EXERCISE REQUIREMENTS:
Lines with the word "white" are the ones wanted. Copy each of them from the entries below.

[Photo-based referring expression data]
--------------------------------------------------

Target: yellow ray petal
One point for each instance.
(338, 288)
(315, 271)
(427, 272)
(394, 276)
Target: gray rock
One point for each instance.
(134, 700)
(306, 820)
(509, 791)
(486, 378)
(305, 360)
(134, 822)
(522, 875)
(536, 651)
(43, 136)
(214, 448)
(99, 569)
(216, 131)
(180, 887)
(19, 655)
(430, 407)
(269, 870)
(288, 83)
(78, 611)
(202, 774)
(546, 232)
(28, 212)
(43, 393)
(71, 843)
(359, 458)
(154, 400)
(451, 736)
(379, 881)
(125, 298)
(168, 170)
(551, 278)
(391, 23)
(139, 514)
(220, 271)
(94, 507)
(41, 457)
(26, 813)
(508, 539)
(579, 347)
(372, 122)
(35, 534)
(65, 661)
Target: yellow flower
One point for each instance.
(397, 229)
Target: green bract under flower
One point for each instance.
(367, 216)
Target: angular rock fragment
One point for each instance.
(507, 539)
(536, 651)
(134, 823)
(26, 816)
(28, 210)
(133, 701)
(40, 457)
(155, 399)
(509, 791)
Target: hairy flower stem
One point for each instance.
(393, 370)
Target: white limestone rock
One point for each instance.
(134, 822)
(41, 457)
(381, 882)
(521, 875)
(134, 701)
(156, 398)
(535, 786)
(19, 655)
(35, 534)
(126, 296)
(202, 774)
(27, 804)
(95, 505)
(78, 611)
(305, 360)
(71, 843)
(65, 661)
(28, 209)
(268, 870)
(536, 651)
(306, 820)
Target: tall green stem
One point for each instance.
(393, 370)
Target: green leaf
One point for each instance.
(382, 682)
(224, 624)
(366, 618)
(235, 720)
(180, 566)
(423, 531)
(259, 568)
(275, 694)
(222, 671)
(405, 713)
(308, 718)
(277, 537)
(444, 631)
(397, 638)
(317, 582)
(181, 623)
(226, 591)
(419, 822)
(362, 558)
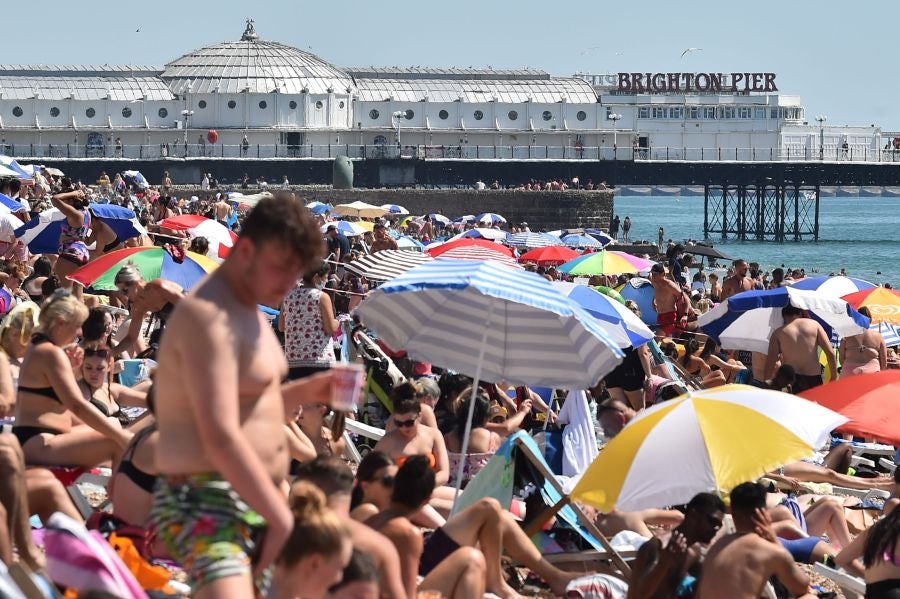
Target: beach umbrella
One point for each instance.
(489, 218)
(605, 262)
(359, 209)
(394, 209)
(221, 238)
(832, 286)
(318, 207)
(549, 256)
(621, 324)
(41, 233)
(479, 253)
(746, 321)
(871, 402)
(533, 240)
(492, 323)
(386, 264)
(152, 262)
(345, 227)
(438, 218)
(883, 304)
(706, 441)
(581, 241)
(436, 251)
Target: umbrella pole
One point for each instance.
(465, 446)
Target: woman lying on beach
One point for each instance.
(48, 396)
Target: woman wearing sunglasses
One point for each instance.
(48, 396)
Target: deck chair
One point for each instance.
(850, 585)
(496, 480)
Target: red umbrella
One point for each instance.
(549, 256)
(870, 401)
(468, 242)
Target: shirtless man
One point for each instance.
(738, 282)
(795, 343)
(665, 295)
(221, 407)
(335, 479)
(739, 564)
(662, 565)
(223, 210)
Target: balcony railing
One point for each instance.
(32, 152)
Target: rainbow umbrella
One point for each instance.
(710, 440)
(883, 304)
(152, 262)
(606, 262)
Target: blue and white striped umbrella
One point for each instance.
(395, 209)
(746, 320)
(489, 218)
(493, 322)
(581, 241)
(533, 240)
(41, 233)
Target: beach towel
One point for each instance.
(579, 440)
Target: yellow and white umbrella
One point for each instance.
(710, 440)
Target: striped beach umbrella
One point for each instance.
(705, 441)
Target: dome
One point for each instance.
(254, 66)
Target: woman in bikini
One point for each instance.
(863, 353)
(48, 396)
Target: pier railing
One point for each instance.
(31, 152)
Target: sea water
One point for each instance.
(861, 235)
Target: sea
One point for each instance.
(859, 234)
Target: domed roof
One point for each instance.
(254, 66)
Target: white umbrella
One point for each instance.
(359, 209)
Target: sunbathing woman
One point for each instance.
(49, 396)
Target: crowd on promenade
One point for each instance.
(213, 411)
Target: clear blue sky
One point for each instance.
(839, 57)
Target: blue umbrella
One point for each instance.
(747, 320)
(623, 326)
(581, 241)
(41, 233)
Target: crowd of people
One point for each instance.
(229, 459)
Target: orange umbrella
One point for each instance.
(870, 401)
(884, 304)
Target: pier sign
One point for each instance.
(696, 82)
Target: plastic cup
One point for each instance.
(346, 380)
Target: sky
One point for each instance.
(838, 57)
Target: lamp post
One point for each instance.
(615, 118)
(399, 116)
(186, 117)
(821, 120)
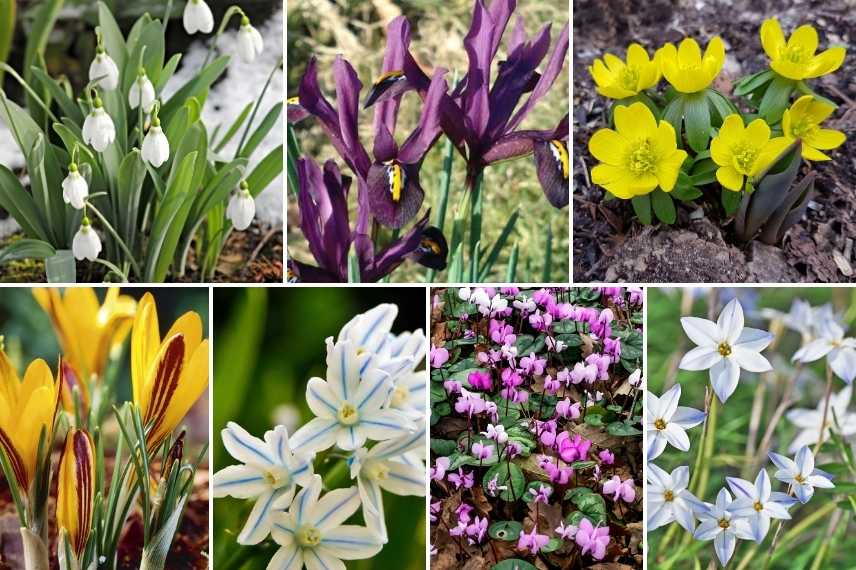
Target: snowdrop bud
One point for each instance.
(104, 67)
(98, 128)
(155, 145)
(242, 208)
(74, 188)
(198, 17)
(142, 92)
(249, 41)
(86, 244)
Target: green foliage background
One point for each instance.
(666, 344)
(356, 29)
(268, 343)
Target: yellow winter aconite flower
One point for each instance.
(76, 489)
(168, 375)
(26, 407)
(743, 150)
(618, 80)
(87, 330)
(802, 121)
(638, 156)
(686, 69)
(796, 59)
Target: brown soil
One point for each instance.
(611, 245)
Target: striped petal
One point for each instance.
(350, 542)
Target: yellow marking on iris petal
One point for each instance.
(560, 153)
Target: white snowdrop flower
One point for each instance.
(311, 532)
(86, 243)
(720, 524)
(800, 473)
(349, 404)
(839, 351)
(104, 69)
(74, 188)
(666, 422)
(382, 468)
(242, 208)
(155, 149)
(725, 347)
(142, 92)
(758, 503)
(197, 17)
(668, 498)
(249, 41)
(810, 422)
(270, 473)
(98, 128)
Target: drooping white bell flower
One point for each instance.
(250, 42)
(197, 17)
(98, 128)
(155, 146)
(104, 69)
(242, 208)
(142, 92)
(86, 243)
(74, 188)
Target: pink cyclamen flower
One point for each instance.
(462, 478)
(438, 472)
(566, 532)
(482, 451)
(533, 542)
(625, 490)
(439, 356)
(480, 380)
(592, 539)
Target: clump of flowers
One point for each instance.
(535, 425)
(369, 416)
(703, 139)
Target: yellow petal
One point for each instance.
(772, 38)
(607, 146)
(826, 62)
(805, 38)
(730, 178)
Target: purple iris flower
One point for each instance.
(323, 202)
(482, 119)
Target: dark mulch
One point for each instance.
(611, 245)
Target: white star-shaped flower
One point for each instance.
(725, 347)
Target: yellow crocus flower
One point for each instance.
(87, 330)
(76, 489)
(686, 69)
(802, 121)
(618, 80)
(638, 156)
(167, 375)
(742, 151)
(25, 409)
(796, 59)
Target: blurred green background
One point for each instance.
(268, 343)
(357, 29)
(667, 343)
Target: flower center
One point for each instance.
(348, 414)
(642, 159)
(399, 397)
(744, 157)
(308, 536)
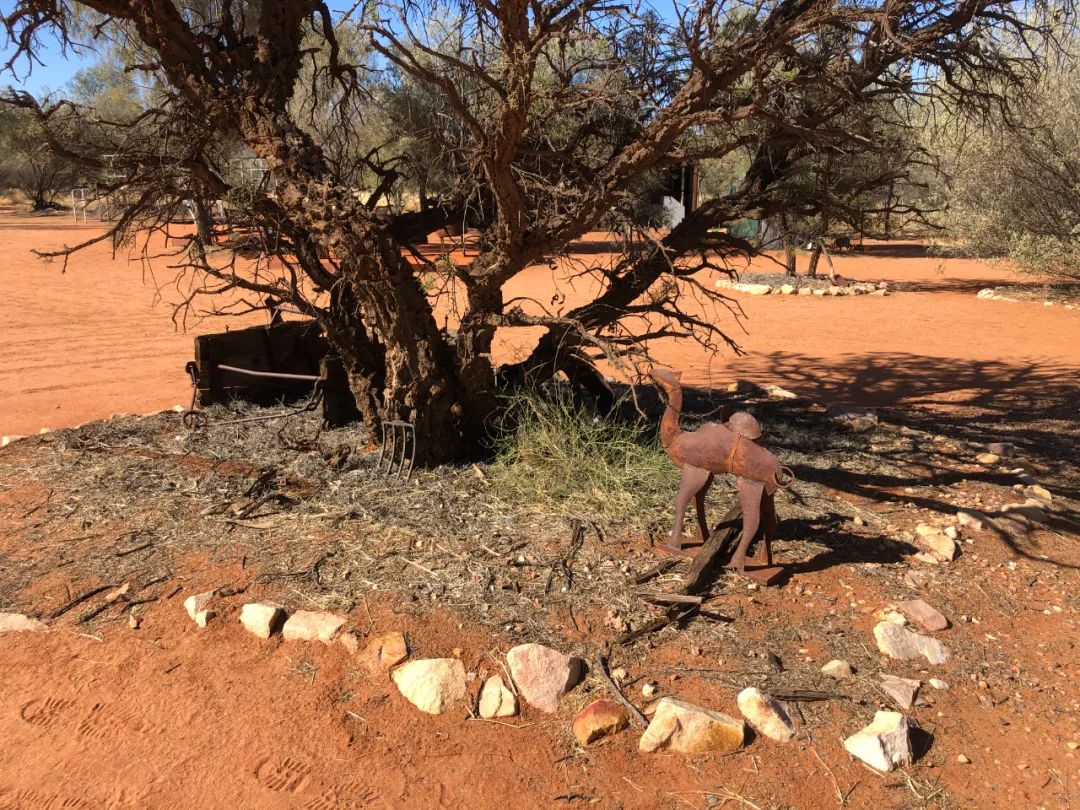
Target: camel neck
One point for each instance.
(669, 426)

--------------------------------------------------

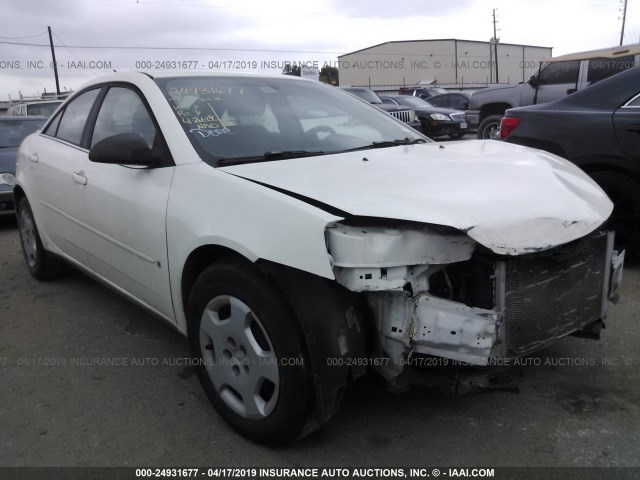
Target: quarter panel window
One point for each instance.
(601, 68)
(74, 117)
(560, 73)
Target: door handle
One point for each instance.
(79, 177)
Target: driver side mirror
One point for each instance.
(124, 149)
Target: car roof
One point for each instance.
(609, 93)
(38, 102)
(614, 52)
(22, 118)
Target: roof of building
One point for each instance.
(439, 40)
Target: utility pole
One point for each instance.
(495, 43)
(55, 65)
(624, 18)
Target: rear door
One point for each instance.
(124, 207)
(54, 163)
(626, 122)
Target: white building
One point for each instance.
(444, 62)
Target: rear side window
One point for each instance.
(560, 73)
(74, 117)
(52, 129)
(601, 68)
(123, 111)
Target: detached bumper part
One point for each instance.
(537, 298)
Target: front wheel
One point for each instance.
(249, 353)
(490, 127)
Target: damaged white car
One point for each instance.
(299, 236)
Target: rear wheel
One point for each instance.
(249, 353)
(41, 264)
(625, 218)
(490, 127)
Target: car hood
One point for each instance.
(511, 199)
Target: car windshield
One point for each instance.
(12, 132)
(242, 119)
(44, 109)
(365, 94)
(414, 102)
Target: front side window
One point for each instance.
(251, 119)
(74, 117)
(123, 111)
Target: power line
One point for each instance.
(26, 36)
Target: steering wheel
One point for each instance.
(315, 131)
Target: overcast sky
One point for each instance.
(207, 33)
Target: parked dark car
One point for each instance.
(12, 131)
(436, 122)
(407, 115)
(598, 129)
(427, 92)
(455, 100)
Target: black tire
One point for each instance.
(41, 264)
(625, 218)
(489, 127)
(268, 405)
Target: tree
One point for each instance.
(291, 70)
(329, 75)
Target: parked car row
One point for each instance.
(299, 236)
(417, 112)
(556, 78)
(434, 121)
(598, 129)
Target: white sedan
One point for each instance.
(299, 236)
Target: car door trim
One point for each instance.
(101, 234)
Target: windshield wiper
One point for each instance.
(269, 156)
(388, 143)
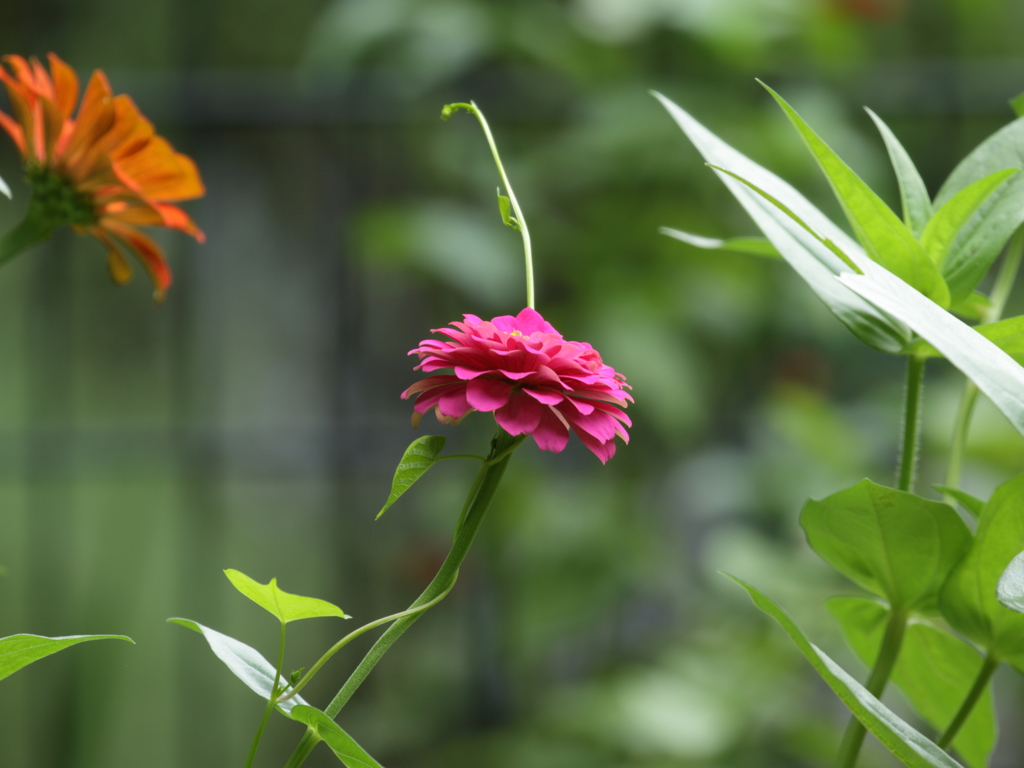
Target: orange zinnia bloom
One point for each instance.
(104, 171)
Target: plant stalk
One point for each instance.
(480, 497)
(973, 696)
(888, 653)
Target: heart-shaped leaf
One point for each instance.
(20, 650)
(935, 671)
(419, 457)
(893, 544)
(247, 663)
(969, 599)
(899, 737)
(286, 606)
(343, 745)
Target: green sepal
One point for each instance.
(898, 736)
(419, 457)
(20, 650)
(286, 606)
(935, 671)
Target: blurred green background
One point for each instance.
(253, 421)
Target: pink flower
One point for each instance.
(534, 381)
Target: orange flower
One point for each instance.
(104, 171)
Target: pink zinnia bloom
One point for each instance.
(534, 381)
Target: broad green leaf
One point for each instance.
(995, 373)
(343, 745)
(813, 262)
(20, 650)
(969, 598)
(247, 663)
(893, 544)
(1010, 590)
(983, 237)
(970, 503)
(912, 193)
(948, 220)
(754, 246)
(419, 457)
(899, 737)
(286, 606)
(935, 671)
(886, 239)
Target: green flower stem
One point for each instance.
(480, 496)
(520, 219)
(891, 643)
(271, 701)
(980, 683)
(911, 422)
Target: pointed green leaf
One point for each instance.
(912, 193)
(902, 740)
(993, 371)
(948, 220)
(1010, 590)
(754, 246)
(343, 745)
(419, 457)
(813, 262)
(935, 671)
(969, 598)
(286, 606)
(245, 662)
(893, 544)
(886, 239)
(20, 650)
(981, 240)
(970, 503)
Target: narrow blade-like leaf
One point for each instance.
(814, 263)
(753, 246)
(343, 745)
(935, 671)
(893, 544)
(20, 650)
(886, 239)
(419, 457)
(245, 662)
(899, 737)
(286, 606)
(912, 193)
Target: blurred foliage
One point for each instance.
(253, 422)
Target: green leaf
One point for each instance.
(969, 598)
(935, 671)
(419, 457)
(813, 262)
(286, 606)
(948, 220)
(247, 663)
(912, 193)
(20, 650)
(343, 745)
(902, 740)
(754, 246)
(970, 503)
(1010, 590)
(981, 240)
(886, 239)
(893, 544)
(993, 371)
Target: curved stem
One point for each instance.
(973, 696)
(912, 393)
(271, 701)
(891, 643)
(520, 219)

--------------------------------------------------

EXERCISE RESULT:
Target: white limestone rock
Target: blue and white striped umbrella
Target: yellow and white umbrella
Target: white umbrella
Target: white snowdrop flower
Target: drooping white bell flower
Target: white star-shaped flower
Target: white building
Target: damaged white car
Target: white sedan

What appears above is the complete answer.